(Region outline lines)
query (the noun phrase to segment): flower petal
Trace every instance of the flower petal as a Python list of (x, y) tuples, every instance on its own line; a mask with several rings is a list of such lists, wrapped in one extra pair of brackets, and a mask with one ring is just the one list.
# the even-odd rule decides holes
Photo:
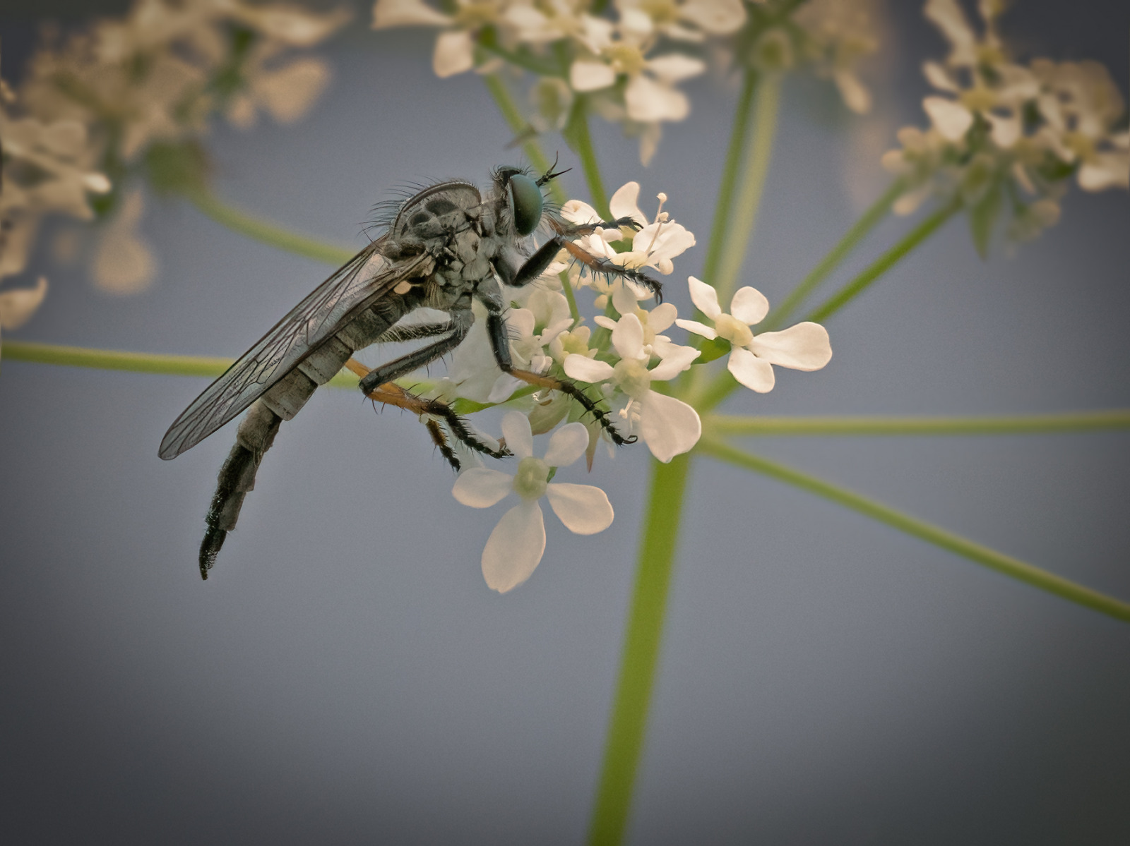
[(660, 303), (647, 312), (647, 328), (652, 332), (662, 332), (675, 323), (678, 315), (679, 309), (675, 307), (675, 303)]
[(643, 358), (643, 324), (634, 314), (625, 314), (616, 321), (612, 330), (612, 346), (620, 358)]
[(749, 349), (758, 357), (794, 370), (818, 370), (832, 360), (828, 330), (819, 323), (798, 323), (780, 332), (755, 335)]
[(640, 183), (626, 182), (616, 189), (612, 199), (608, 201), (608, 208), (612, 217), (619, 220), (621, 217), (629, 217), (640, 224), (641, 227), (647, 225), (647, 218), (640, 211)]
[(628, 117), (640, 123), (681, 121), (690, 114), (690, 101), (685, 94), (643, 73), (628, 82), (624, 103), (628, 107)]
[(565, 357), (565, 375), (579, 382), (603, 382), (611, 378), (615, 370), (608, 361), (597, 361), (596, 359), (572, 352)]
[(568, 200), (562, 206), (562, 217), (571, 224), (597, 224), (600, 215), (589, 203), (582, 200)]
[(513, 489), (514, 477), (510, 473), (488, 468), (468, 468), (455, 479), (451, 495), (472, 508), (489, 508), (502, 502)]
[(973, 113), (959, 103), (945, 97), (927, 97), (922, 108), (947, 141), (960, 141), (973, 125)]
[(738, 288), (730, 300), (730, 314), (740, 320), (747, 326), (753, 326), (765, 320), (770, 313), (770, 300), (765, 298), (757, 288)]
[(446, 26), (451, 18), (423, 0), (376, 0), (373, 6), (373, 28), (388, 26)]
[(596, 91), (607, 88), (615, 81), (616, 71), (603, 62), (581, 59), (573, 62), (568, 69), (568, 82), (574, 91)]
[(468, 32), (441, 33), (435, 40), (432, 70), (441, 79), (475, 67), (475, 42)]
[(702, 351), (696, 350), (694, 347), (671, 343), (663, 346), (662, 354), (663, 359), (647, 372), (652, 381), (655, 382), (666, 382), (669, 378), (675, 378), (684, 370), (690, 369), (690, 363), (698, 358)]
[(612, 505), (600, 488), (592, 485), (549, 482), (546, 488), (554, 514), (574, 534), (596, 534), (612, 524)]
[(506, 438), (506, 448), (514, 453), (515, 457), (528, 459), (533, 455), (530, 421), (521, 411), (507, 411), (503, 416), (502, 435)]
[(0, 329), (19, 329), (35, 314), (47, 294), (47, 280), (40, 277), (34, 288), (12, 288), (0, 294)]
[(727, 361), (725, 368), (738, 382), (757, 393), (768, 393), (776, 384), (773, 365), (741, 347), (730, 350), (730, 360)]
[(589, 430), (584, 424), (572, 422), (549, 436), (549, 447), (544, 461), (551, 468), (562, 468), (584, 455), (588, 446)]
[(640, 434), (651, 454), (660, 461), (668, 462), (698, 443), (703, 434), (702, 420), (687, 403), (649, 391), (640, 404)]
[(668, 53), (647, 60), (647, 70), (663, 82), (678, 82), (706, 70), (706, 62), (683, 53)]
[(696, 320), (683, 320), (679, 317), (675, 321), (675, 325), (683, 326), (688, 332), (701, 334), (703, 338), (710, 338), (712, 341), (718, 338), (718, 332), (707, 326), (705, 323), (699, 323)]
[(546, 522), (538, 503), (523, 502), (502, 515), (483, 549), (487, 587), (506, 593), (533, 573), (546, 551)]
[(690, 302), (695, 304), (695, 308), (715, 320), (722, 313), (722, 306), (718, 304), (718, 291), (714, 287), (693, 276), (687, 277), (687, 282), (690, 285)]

▸ Written instruction
Copy out every line above word for word, leaving out the pictures.

▸ Response to the task
query (the noun phrase to segment): flower petal
Trace every instance of the flower petal as a Python list of (x, y) tuples, every instance on its own line; a mask with several rings is a list of such lists, wrapped in one extra pair of brackets, and a mask with one ring is just the one list.
# the even-odd rule decides holes
Photo:
[(660, 303), (647, 312), (647, 328), (652, 332), (662, 332), (675, 323), (678, 315), (679, 309), (675, 307), (675, 303)]
[(643, 358), (643, 324), (634, 314), (625, 314), (616, 321), (612, 330), (612, 346), (620, 358)]
[(749, 349), (758, 357), (794, 370), (818, 370), (832, 360), (828, 330), (819, 323), (798, 323), (780, 332), (755, 335)]
[(640, 183), (626, 182), (616, 189), (612, 199), (608, 201), (608, 208), (612, 217), (619, 220), (621, 217), (629, 217), (640, 224), (641, 227), (647, 225), (647, 218), (640, 211)]
[(628, 117), (640, 123), (681, 121), (690, 114), (690, 101), (685, 94), (643, 73), (628, 82), (624, 103), (628, 107)]
[(565, 357), (565, 375), (579, 382), (603, 382), (611, 378), (615, 370), (608, 361), (597, 361), (596, 359), (572, 352)]
[(568, 200), (562, 206), (562, 217), (571, 224), (597, 224), (600, 215), (589, 203), (582, 200)]
[(513, 489), (514, 477), (510, 473), (488, 468), (468, 468), (455, 479), (451, 495), (472, 508), (489, 508), (502, 502)]
[(973, 113), (959, 103), (945, 97), (927, 97), (922, 108), (947, 141), (960, 141), (973, 125)]
[(738, 288), (730, 300), (730, 314), (740, 320), (747, 326), (753, 326), (765, 320), (770, 313), (770, 300), (765, 298), (757, 288)]
[(446, 26), (451, 18), (423, 0), (376, 0), (373, 6), (373, 28), (388, 26)]
[(596, 91), (607, 88), (615, 81), (616, 71), (603, 62), (581, 59), (573, 62), (568, 69), (568, 82), (574, 91)]
[(468, 32), (441, 33), (435, 40), (432, 70), (441, 79), (475, 67), (475, 42)]
[(702, 351), (696, 350), (694, 347), (671, 343), (663, 346), (662, 354), (663, 359), (647, 372), (652, 381), (655, 382), (666, 382), (669, 378), (675, 378), (684, 370), (690, 369), (690, 363), (698, 358)]
[(612, 505), (600, 488), (592, 485), (549, 482), (546, 488), (554, 514), (574, 534), (596, 534), (612, 524)]
[(506, 438), (506, 448), (514, 453), (515, 457), (528, 459), (533, 455), (530, 421), (521, 411), (507, 411), (503, 416), (502, 435)]
[(0, 329), (19, 329), (35, 314), (47, 294), (47, 280), (40, 277), (34, 288), (12, 288), (0, 294)]
[(727, 361), (725, 368), (738, 382), (757, 393), (768, 393), (776, 384), (773, 365), (741, 347), (730, 350), (730, 360)]
[(589, 430), (584, 424), (572, 422), (549, 436), (549, 447), (544, 461), (551, 468), (562, 468), (584, 455), (588, 446)]
[(640, 434), (651, 454), (660, 461), (668, 462), (698, 443), (703, 434), (702, 420), (687, 403), (649, 391), (640, 404)]
[(668, 53), (647, 60), (647, 70), (663, 82), (678, 82), (706, 70), (706, 62), (683, 53)]
[(696, 320), (683, 320), (679, 317), (675, 321), (675, 325), (683, 326), (688, 332), (701, 334), (703, 338), (710, 338), (712, 341), (718, 338), (718, 332), (707, 326), (705, 323), (699, 323)]
[(546, 522), (538, 503), (523, 502), (502, 515), (483, 549), (487, 587), (506, 593), (533, 573), (546, 551)]
[(690, 302), (695, 304), (695, 308), (715, 320), (722, 313), (722, 306), (718, 304), (718, 291), (714, 287), (693, 276), (687, 277), (687, 282), (690, 285)]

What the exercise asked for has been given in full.